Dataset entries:
● ● ● ● ● ● ●

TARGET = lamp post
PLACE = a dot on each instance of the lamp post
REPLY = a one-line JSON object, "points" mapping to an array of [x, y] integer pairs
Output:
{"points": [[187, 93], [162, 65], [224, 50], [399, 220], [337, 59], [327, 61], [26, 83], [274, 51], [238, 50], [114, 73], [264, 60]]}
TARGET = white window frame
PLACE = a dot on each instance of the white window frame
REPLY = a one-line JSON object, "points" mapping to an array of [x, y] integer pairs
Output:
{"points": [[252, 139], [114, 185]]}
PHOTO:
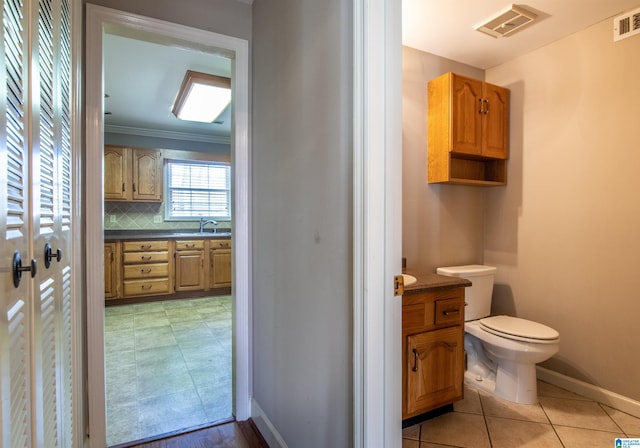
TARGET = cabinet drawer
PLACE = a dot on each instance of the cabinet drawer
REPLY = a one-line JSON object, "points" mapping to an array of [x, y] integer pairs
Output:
{"points": [[190, 245], [449, 312], [137, 246], [144, 257], [146, 287], [220, 244], [151, 270]]}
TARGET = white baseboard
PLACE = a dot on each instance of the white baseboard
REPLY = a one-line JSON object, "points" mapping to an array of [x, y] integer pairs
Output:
{"points": [[587, 390], [266, 428]]}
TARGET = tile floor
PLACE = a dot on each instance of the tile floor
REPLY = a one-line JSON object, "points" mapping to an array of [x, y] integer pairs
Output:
{"points": [[168, 366], [561, 420]]}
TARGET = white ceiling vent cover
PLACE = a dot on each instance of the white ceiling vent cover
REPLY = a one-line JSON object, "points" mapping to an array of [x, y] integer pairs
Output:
{"points": [[508, 22], [626, 25]]}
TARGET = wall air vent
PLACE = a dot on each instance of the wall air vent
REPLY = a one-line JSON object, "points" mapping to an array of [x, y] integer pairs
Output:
{"points": [[626, 25], [508, 22]]}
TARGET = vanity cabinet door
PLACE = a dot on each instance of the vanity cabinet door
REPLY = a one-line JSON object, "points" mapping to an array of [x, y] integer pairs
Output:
{"points": [[434, 366], [190, 265]]}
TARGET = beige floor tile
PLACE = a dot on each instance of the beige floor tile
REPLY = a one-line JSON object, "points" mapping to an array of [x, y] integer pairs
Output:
{"points": [[507, 433], [412, 432], [585, 438], [447, 429], [577, 413], [497, 407], [549, 390], [628, 423], [470, 403]]}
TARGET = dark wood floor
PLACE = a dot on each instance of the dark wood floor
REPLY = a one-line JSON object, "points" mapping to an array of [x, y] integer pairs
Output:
{"points": [[228, 435]]}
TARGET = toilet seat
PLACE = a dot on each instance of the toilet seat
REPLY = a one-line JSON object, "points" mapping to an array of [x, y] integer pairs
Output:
{"points": [[519, 329]]}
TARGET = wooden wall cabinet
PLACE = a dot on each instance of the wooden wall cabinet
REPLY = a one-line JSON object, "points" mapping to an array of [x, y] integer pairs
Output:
{"points": [[146, 268], [432, 350], [132, 174], [468, 131], [219, 263], [189, 265]]}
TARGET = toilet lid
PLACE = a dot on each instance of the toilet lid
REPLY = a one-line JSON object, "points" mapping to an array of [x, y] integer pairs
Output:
{"points": [[519, 329]]}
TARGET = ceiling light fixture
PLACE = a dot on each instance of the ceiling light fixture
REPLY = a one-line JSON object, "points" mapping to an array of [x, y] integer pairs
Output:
{"points": [[202, 97], [508, 22]]}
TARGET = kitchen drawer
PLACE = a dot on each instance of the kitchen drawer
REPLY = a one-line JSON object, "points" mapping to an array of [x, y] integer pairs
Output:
{"points": [[151, 270], [147, 287], [144, 257], [449, 311], [190, 245], [219, 244], [136, 246]]}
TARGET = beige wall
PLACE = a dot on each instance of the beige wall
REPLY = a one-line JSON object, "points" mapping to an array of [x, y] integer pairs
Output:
{"points": [[441, 224], [564, 233]]}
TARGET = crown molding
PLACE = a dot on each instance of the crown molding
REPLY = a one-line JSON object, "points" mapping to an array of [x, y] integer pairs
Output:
{"points": [[127, 130]]}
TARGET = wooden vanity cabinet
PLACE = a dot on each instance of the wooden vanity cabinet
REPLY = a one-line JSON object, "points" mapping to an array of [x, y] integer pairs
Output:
{"points": [[468, 131], [219, 263], [111, 270], [189, 265], [132, 174], [146, 268], [432, 350]]}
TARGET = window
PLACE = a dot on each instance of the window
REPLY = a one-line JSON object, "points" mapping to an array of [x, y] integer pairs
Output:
{"points": [[198, 189]]}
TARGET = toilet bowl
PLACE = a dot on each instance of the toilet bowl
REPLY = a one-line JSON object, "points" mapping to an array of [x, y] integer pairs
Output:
{"points": [[501, 351]]}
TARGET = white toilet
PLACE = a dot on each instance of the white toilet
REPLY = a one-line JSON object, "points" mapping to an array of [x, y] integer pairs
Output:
{"points": [[502, 351]]}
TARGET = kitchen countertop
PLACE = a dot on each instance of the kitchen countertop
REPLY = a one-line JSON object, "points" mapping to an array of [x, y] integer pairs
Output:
{"points": [[138, 235], [433, 282]]}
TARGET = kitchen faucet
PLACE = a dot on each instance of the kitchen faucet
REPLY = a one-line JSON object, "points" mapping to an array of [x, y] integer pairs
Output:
{"points": [[204, 222]]}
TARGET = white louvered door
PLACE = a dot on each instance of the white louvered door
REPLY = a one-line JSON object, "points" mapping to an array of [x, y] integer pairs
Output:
{"points": [[37, 337]]}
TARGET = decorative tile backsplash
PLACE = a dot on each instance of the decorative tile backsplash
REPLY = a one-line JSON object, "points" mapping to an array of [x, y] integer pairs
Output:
{"points": [[144, 216]]}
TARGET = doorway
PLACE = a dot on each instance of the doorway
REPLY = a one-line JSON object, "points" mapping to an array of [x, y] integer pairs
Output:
{"points": [[103, 20]]}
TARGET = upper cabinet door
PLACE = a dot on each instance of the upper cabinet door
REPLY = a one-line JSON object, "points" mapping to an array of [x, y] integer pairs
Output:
{"points": [[147, 175], [466, 123], [117, 173], [495, 126]]}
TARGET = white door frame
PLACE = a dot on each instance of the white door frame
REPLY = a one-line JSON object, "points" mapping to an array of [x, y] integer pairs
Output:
{"points": [[377, 217], [98, 20]]}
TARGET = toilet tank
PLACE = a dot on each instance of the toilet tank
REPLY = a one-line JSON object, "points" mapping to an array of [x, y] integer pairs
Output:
{"points": [[478, 295]]}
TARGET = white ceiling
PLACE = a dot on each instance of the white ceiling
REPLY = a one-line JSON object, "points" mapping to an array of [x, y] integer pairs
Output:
{"points": [[142, 80], [446, 27]]}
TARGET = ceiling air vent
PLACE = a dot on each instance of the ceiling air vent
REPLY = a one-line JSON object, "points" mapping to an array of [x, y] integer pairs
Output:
{"points": [[626, 25], [508, 22]]}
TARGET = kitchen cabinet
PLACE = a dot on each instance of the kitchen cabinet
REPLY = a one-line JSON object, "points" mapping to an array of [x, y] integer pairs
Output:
{"points": [[132, 174], [189, 265], [219, 263], [468, 131], [432, 350], [146, 268], [41, 349], [111, 270]]}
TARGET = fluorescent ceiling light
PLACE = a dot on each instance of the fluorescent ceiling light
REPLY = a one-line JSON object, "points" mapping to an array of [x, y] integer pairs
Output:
{"points": [[202, 97]]}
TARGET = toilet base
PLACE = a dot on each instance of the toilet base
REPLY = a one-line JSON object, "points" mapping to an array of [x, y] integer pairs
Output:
{"points": [[512, 382]]}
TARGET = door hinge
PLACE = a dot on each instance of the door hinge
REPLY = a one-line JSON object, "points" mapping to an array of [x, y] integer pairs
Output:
{"points": [[398, 285]]}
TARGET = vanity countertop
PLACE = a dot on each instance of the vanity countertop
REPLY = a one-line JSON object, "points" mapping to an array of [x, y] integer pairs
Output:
{"points": [[141, 235], [426, 282]]}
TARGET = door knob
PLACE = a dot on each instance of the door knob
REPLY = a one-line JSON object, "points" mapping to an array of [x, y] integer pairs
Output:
{"points": [[18, 269]]}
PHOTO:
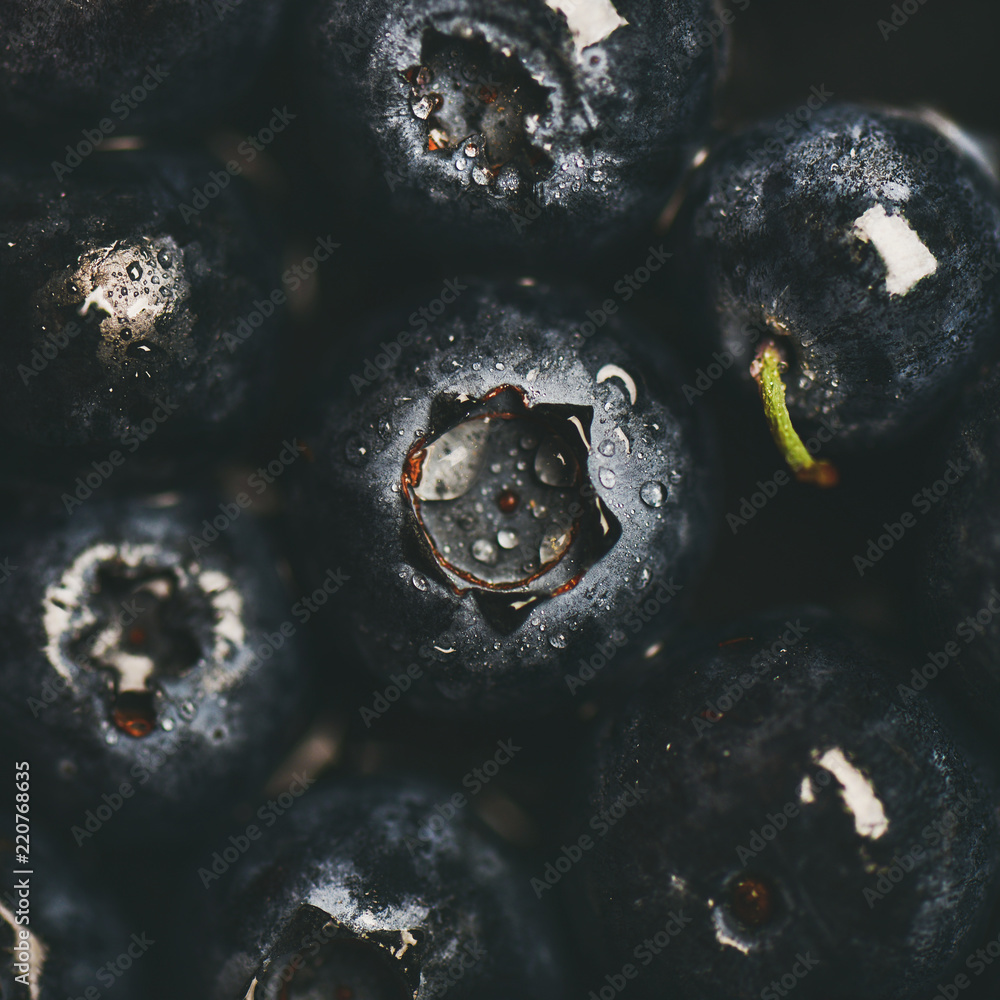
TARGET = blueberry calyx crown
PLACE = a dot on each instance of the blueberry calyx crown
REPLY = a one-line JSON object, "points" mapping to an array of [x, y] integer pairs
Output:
{"points": [[501, 498], [339, 964], [479, 106]]}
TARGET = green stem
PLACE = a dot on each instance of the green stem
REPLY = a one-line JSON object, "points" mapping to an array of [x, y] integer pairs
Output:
{"points": [[767, 369]]}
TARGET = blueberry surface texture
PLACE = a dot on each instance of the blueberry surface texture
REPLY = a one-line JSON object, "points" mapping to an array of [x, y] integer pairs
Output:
{"points": [[375, 896], [117, 67], [509, 497], [73, 926], [121, 302], [147, 676], [857, 245], [793, 822], [514, 123], [960, 578]]}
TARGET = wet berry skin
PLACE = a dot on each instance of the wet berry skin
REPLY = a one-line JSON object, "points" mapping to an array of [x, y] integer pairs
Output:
{"points": [[75, 926], [498, 122], [372, 894], [140, 653], [123, 304], [512, 496], [860, 242], [796, 818], [960, 575], [116, 68]]}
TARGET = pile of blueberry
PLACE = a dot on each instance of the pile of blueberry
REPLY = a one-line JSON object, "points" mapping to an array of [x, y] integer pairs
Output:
{"points": [[498, 500]]}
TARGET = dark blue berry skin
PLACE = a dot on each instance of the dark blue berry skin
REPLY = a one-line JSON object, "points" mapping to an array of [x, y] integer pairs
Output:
{"points": [[960, 577], [371, 889], [640, 511], [152, 359], [774, 230], [115, 69], [75, 925], [132, 652], [615, 121], [747, 830]]}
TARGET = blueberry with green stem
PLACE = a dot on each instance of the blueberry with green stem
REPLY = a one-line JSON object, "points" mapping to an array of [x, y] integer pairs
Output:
{"points": [[767, 369], [855, 251], [538, 123]]}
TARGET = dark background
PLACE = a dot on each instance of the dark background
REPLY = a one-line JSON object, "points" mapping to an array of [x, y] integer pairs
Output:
{"points": [[799, 548]]}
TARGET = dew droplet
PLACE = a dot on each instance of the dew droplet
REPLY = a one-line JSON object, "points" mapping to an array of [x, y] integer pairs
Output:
{"points": [[507, 539], [485, 551], [653, 494]]}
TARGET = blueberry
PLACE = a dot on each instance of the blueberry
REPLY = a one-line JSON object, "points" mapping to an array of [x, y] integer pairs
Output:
{"points": [[509, 495], [140, 661], [378, 893], [122, 301], [106, 68], [73, 925], [535, 123], [791, 819], [960, 581], [853, 251]]}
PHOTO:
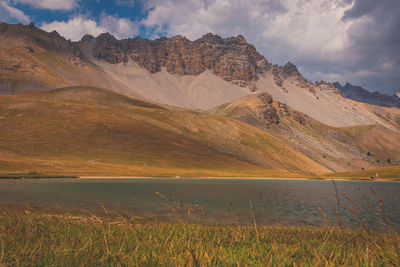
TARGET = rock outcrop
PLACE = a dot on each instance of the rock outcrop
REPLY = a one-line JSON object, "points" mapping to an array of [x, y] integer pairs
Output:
{"points": [[232, 59]]}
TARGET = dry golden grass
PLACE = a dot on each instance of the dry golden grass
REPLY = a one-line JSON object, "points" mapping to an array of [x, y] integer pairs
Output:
{"points": [[91, 131]]}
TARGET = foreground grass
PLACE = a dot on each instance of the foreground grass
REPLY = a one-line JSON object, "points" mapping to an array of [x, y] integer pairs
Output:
{"points": [[62, 240]]}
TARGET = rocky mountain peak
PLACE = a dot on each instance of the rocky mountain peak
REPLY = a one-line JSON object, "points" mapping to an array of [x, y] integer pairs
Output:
{"points": [[232, 59], [290, 70]]}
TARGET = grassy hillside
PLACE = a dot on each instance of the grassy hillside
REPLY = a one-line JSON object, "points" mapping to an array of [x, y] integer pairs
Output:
{"points": [[339, 149], [92, 131]]}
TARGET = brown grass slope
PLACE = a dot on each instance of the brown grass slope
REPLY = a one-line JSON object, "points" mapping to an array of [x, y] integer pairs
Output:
{"points": [[92, 131], [339, 149], [31, 59]]}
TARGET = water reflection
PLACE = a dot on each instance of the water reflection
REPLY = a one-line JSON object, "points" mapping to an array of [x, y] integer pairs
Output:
{"points": [[292, 202]]}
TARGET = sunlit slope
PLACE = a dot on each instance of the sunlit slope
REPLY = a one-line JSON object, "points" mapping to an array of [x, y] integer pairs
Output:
{"points": [[339, 149], [26, 67], [89, 131]]}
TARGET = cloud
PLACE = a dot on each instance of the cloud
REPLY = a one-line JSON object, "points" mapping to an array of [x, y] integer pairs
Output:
{"points": [[50, 4], [12, 14], [357, 40], [76, 27]]}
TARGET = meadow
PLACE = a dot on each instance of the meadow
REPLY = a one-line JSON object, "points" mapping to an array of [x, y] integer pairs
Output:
{"points": [[38, 239]]}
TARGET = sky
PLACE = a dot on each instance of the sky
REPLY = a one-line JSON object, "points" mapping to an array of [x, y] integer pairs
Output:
{"points": [[355, 41]]}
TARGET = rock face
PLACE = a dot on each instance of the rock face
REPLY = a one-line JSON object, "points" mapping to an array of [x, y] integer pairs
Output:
{"points": [[232, 59], [360, 94], [34, 37]]}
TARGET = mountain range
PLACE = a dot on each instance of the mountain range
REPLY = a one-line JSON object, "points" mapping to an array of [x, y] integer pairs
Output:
{"points": [[171, 106]]}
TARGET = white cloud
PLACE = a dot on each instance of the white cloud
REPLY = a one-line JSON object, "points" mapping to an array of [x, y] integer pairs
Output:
{"points": [[12, 14], [50, 4], [77, 27], [283, 29], [321, 36]]}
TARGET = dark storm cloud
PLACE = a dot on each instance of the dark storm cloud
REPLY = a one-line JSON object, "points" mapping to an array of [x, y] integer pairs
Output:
{"points": [[376, 44]]}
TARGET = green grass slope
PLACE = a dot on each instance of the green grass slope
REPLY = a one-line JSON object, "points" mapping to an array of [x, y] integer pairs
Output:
{"points": [[92, 131], [51, 240], [338, 149]]}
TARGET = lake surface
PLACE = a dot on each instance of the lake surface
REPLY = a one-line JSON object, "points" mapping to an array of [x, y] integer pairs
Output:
{"points": [[291, 202]]}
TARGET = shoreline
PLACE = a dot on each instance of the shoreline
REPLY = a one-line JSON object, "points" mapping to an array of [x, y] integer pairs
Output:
{"points": [[233, 178]]}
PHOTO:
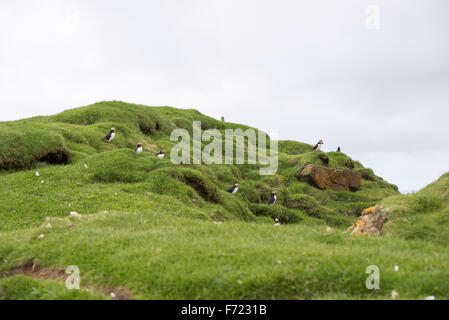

● ● ● ● ● ● ●

[WHAT YOU NEED TO DO]:
Every line in the records above with the string "backsplash" in it should be shown.

[PROBLEM SOLUTION]:
TARGET = decorative tile backsplash
PLACE = a dot on each instance of the decorative tile backsplash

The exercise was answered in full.